### Supplied text
■ ■ ■ ■ ■

# question for the pastors of the board



## charliejunfan (Feb 28, 2009)

I was wondering how many of you who are pastors need second jobs to support your families?

The reason I am asking is because I desire the office, so I need to consider these things for my eventual schooling. Thank you


----------



## Prufrock (Feb 28, 2009)

Hey Charlie, 

While you're waiting for all the pastors to respond, you might read this thread:

Bi-vocational pastors on the PB


----------



## Curt (Feb 28, 2009)

I have always pastored small congregations and whether I had another job to support my family has varied. At the moment, I am fully supported by my congregation. Of course, the financial situation being what it is, that may change.

I have held jobs such as college teaching, selling furniture, scooping ice cream and being a political journalist.

I think the preference is to be able to devote full-time to the ministry, but one does what one needs to do.


----------



## Poimen (Feb 28, 2009)

I have been a pastor for about 5 years and have never had to work outside of the ministry during that time. Usually Reformed churches look at the call as a full time 'work' with full time compensation. 

Having said that if the day came when our congregation could no longer support me I would certainly be willing to find a part time job to ease the financial strain.


----------



## DMcFadden (Feb 28, 2009)

22 of my 34 years in ministry were spent in the pastoral role. I always was fully supported by the church. However, Baptists (unlike most Reformed) often believe in the motto: "Lord, you keep him humble and we'll keep him poor." 5 kids and initially how salaries left me with a lot of debt that restricted the kind of ministry I could afford to accept. My advice: bi-vocational or fully supported -- stay AWAY from debt.


----------



## LawrenceU (Feb 28, 2009)

That is wise counsel, Dennis. 

I actually have two full time jobs and two part time jobs:
Pastor: Full time
Operations Manager for a waste transportation company: Full time
Apiarist (semi commercial beekeeper): Part time
Pizza Delivery Driver: Part time.

■ ■ ■ ■ ■

### Task 1
Translate this sentence from the forum thread on pastors and second jobs into Spanish: "I think the preference is to be able to devote full-time to the ministry, but one does what one needs to do."
### Task 2
Carry on the forum thread on pastors and second jobs, starting right after its final line.

Stored records
■ ■ ■ ■ ■

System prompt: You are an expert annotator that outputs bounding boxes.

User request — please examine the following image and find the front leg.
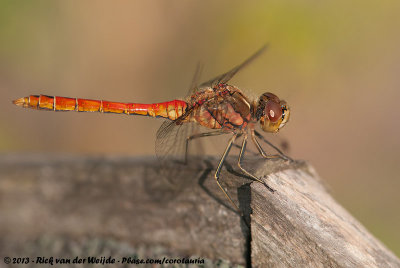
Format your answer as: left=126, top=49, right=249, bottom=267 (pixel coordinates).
left=251, top=129, right=294, bottom=162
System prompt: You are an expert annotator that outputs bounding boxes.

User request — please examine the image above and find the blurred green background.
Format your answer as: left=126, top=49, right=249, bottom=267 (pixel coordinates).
left=0, top=0, right=400, bottom=256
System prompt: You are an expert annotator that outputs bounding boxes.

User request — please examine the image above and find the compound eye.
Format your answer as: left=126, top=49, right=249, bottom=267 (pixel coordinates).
left=265, top=100, right=282, bottom=123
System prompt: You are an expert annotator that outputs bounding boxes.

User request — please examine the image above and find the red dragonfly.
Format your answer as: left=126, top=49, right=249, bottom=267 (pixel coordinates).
left=13, top=46, right=291, bottom=213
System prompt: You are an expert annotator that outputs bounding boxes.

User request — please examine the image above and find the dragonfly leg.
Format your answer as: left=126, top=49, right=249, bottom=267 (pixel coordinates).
left=185, top=130, right=224, bottom=164
left=214, top=134, right=243, bottom=216
left=251, top=130, right=294, bottom=162
left=238, top=134, right=275, bottom=192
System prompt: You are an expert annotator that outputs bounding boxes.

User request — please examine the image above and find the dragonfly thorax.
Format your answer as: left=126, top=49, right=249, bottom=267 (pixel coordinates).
left=255, top=92, right=290, bottom=132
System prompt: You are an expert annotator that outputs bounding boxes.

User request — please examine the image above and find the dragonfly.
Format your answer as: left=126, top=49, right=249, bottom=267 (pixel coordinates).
left=13, top=45, right=293, bottom=213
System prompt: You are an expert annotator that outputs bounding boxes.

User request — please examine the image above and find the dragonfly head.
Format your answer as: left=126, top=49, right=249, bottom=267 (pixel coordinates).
left=256, top=92, right=290, bottom=132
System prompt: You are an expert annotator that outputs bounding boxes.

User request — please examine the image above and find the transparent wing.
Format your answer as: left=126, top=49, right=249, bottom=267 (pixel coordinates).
left=186, top=62, right=203, bottom=97
left=198, top=44, right=268, bottom=89
left=156, top=121, right=197, bottom=163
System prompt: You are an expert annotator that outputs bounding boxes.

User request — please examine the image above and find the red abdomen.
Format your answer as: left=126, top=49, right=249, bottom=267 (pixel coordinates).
left=13, top=95, right=187, bottom=120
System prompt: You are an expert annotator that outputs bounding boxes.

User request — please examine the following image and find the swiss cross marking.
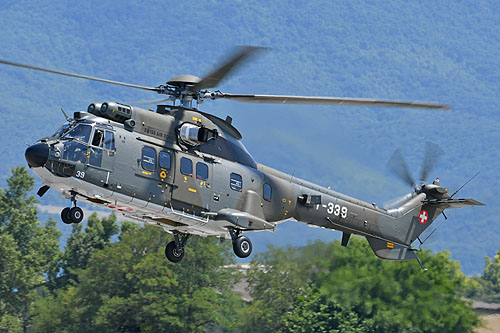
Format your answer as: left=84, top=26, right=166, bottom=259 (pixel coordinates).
left=418, top=210, right=429, bottom=224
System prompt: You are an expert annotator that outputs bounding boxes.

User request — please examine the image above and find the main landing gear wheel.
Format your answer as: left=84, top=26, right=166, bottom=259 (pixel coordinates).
left=61, top=192, right=83, bottom=224
left=68, top=207, right=83, bottom=223
left=165, top=231, right=190, bottom=262
left=165, top=241, right=184, bottom=262
left=61, top=207, right=83, bottom=224
left=233, top=236, right=252, bottom=258
left=61, top=207, right=73, bottom=224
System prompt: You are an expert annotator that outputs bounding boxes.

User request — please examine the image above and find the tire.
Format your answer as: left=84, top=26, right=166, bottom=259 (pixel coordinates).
left=165, top=241, right=184, bottom=262
left=68, top=207, right=83, bottom=223
left=61, top=207, right=73, bottom=224
left=233, top=236, right=252, bottom=258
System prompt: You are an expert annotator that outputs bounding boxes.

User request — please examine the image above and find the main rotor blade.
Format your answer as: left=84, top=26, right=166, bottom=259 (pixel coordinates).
left=215, top=93, right=451, bottom=110
left=420, top=141, right=444, bottom=183
left=0, top=60, right=160, bottom=92
left=387, top=149, right=417, bottom=188
left=190, top=46, right=264, bottom=91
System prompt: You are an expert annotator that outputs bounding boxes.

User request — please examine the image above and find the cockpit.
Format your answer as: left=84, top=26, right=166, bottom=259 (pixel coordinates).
left=50, top=120, right=115, bottom=167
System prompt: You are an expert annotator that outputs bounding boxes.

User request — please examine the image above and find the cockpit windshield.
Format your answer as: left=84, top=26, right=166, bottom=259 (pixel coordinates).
left=195, top=136, right=257, bottom=169
left=63, top=123, right=92, bottom=143
left=49, top=123, right=71, bottom=138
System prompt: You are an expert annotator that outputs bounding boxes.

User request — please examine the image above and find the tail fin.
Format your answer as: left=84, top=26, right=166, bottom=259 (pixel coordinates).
left=366, top=236, right=418, bottom=260
left=366, top=193, right=484, bottom=260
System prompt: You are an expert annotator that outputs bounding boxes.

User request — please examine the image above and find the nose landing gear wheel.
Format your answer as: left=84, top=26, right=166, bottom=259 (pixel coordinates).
left=233, top=236, right=252, bottom=258
left=61, top=207, right=83, bottom=224
left=165, top=241, right=184, bottom=262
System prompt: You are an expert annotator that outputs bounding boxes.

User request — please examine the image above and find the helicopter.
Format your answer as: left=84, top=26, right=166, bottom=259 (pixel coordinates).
left=0, top=46, right=484, bottom=268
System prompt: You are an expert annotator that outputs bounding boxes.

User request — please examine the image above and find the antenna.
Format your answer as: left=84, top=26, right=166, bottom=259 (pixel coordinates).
left=450, top=171, right=480, bottom=198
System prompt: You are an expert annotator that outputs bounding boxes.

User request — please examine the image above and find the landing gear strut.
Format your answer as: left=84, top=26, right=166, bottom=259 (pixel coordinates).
left=61, top=193, right=83, bottom=224
left=165, top=231, right=191, bottom=262
left=229, top=228, right=252, bottom=258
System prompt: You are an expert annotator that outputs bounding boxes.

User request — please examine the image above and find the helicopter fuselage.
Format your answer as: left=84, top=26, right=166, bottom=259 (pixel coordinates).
left=27, top=103, right=480, bottom=259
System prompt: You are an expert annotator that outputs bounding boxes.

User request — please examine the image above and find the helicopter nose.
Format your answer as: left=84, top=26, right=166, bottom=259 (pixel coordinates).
left=24, top=143, right=49, bottom=168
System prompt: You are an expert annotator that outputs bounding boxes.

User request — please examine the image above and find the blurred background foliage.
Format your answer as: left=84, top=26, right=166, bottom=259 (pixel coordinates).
left=0, top=0, right=500, bottom=274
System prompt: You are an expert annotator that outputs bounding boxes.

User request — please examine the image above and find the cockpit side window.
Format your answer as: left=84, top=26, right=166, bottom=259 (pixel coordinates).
left=229, top=172, right=243, bottom=192
left=263, top=183, right=273, bottom=202
left=92, top=128, right=104, bottom=147
left=104, top=131, right=115, bottom=151
left=64, top=124, right=92, bottom=143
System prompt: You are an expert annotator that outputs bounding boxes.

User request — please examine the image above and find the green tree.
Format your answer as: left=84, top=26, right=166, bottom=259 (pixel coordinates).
left=33, top=223, right=239, bottom=332
left=243, top=237, right=479, bottom=332
left=0, top=167, right=61, bottom=330
left=282, top=290, right=371, bottom=332
left=58, top=213, right=120, bottom=288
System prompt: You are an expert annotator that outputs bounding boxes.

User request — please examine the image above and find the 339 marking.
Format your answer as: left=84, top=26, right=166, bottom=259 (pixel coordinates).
left=326, top=202, right=347, bottom=219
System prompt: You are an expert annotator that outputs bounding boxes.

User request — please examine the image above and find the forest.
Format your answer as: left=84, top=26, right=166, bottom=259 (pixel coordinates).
left=0, top=167, right=500, bottom=332
left=0, top=0, right=500, bottom=275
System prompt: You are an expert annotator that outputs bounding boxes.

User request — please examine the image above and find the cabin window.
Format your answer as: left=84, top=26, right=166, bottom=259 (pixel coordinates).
left=104, top=131, right=115, bottom=151
left=141, top=146, right=156, bottom=171
left=158, top=151, right=172, bottom=169
left=181, top=157, right=193, bottom=177
left=196, top=162, right=208, bottom=180
left=263, top=184, right=273, bottom=202
left=229, top=172, right=243, bottom=192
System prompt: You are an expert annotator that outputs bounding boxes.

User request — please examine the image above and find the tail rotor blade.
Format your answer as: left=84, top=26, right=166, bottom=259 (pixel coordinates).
left=387, top=149, right=417, bottom=188
left=420, top=142, right=444, bottom=183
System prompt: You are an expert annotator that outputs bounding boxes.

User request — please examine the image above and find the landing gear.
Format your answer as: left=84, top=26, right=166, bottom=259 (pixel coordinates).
left=61, top=194, right=83, bottom=224
left=61, top=207, right=73, bottom=224
left=229, top=228, right=252, bottom=258
left=165, top=232, right=190, bottom=262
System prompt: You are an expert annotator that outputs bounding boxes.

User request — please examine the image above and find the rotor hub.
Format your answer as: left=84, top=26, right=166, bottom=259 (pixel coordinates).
left=167, top=74, right=201, bottom=88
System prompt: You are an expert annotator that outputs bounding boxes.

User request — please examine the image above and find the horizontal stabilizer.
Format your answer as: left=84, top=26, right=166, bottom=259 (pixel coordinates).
left=366, top=237, right=418, bottom=260
left=423, top=199, right=484, bottom=209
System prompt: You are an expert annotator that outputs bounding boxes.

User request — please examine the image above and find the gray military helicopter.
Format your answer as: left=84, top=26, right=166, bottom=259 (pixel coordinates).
left=0, top=47, right=483, bottom=267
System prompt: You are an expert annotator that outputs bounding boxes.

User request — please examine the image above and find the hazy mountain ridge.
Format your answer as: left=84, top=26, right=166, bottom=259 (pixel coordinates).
left=0, top=1, right=500, bottom=273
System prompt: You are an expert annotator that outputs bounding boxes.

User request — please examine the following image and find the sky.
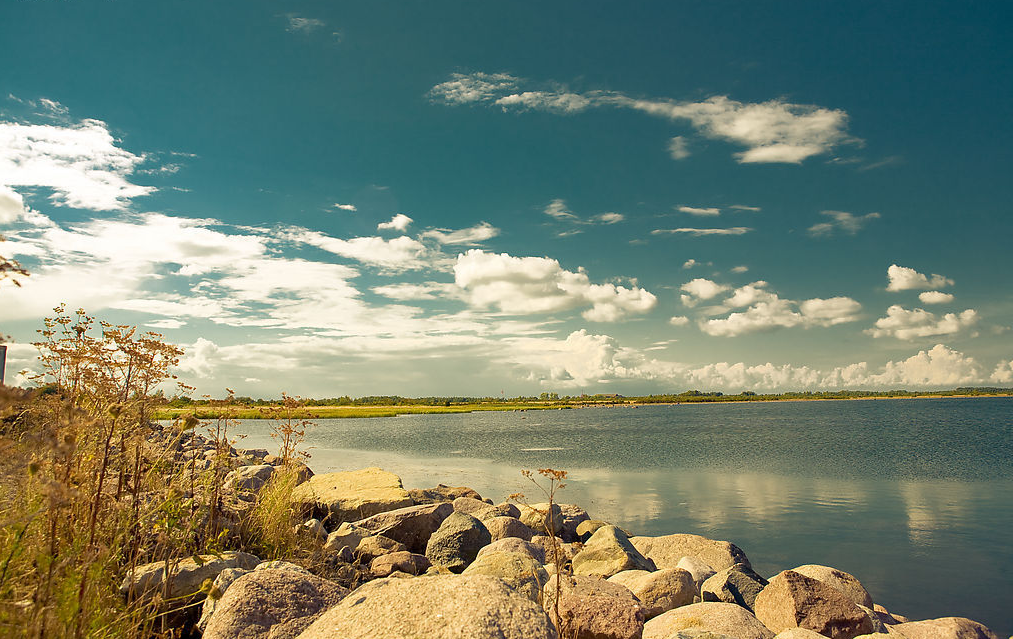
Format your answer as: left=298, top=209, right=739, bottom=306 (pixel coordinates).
left=0, top=0, right=1013, bottom=397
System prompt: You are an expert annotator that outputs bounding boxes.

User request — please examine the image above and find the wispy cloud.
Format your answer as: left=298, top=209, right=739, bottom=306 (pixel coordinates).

■ ■ ■ ■ ■

### Final result 1
Creo que lo preferible es poder dedicarse a tiempo completo al ministerio, pero uno hace lo que tiene que hacer.

### Final result 2
As the Lord has been blessing the financial resources of our congregation I may be able to drop the Pizza gig in a couple of weeks. I hope so.


----------



## Guido's Brother (Feb 28, 2009)

I've been in the ministry for nearly nine years, and the churches I've served have adequately taken care of my family's needs. Like Daniel, I serve in a church federation where the idea of a bi-vocational pastor is unheard of.


----------



## KMK (Feb 28, 2009)

I have been bivo for 3 years now. It is NOT ideal. However, it IS reality.

There may be many reasons to go bivo at one time or another. I believe Rev Ruddell is not accepting a salary until his church has enough cash to acquire their own building.


----------



## fredtgreco (Feb 28, 2009)

I am fully and generously supported by my congregation. In turn, I give them my all, working roughly 70+ hours per week.


----------



## KMK (Feb 28, 2009)

I would like to add that my church is very generous as well. Generosity is not measured by the gross amount but by the percentage. (See the widow with two mites) Percentage-wise we have more tithers than most churches. But it is such a small church that even that is not enough to pay a pastor a full-time wage. You really need at least 11 tithing families in order to pay a decent full-time wage.


----------



## Rev. Todd Ruddell (Feb 28, 2009)

KMK said:


> I have been bivo for 3 years now. It is NOT ideal. However, it IS reality.
> 
> There may be many reasons to go bivo at one time or another. I believe Rev Ruddell is not accepting a salary until his church has enough cash to acquire their own building.



That is true, as Pastor Klein has noted. It is indeed not an optimal situation, and I would not do it unless there was good reason, plus, I have 2 committed elders who share the load, visiting the families in their homes. I will be glad to go "full time" in ministry after we've acquired a building. We're building for the next generation, and I'd rather not see them saddled with either a mortgage or a lease.


----------



## DonP (Feb 28, 2009)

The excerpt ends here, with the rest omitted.